REQUIREMENTS:
Copy out the items below with every "ring" swapped for "loop" and all other text left the same. Leave the pictures out.

DATASET EXCERPTS:

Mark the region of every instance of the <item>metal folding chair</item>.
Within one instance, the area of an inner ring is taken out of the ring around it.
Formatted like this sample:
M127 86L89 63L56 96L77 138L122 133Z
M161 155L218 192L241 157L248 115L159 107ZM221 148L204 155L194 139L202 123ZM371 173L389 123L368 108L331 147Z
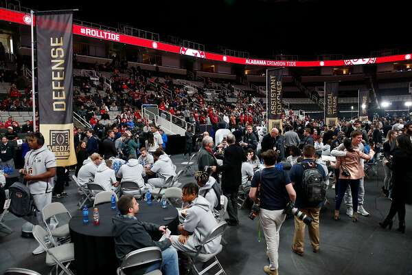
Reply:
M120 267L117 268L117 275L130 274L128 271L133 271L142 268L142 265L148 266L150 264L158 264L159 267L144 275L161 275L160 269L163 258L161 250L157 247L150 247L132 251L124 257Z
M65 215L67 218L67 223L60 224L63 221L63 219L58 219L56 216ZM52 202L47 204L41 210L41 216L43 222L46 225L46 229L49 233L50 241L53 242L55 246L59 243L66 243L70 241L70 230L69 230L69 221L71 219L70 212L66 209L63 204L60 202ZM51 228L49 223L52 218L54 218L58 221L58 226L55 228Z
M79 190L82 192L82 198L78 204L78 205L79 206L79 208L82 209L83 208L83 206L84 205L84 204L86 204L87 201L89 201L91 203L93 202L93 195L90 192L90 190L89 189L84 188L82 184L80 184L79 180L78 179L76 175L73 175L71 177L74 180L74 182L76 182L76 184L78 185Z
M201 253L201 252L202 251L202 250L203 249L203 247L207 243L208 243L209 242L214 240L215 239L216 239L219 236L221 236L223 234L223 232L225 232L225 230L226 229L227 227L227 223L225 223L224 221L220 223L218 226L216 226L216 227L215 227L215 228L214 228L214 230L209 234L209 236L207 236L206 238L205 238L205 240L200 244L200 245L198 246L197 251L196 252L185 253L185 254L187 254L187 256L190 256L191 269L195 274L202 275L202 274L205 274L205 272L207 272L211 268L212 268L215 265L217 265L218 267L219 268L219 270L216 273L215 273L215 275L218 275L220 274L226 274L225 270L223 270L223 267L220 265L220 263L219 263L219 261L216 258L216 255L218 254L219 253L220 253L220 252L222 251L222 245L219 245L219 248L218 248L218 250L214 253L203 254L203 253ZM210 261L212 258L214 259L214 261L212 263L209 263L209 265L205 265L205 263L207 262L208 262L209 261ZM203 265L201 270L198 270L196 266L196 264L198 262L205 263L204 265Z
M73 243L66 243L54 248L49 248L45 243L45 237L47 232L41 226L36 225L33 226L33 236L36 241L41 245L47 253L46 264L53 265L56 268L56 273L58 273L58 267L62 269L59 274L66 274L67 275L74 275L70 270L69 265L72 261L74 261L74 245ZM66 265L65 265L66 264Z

CORRECT OUTPUT:
Mark the region of every instance of the <item>metal folding chair</item>.
Within one instance, the area of an inner loop is taken out of the loop around it.
Formatted like this sample:
M127 86L89 63L56 96L77 138L122 133Z
M161 155L218 192L241 157L248 115L159 107ZM221 148L204 155L194 139L202 123ZM371 173L389 123L368 108L331 147Z
Reply:
M120 267L117 268L117 275L130 274L128 271L133 271L142 268L142 265L148 266L150 264L158 264L159 267L144 275L161 275L160 269L163 258L161 250L157 247L150 247L132 251L124 257Z
M65 215L67 218L67 223L60 224L63 221L63 219L58 219L56 216ZM52 202L47 204L41 210L41 216L43 222L46 225L46 229L49 233L50 241L53 242L55 246L59 243L66 243L70 241L70 230L69 230L69 221L71 219L70 212L66 209L63 204L60 202ZM51 228L49 223L52 218L54 218L58 221L58 226L55 228Z
M79 190L82 192L82 198L78 204L78 205L79 206L79 208L82 209L83 208L83 206L84 205L84 204L86 204L87 201L89 201L91 203L93 202L93 195L90 192L90 190L89 189L84 188L82 184L80 184L79 180L78 179L76 175L73 175L71 177L74 180L74 182L76 182L76 184L78 185Z
M201 253L201 252L202 251L202 250L203 249L203 247L207 243L208 243L209 242L214 240L215 239L216 239L219 236L221 236L223 234L223 232L225 232L225 230L226 229L227 227L227 223L225 223L224 221L220 223L218 226L216 226L216 227L215 227L215 228L214 228L214 230L209 234L209 236L207 236L206 238L205 238L205 240L200 244L200 245L198 246L197 251L196 252L185 253L185 254L187 254L187 256L190 256L191 269L195 274L202 275L202 274L205 274L205 272L207 272L211 268L212 268L215 265L217 265L218 267L219 268L219 270L216 273L215 273L215 275L218 275L220 274L226 274L225 270L223 270L223 267L220 265L220 263L219 263L219 261L216 258L216 255L218 254L219 253L220 253L220 252L222 251L222 245L219 245L219 248L218 248L218 250L214 253L203 254L203 253ZM210 261L212 258L214 259L214 261L212 263L209 263L209 265L205 265L205 263L207 262L208 262L209 261ZM203 265L201 270L198 270L196 266L196 264L198 262L205 263L204 265Z
M73 243L66 243L54 248L49 248L45 243L45 237L47 232L41 226L36 225L33 226L33 236L36 241L41 245L47 253L46 264L53 265L56 268L56 273L58 273L58 267L62 269L59 274L66 274L67 275L74 275L70 270L69 265L72 261L74 261L74 245ZM66 265L65 265L66 264Z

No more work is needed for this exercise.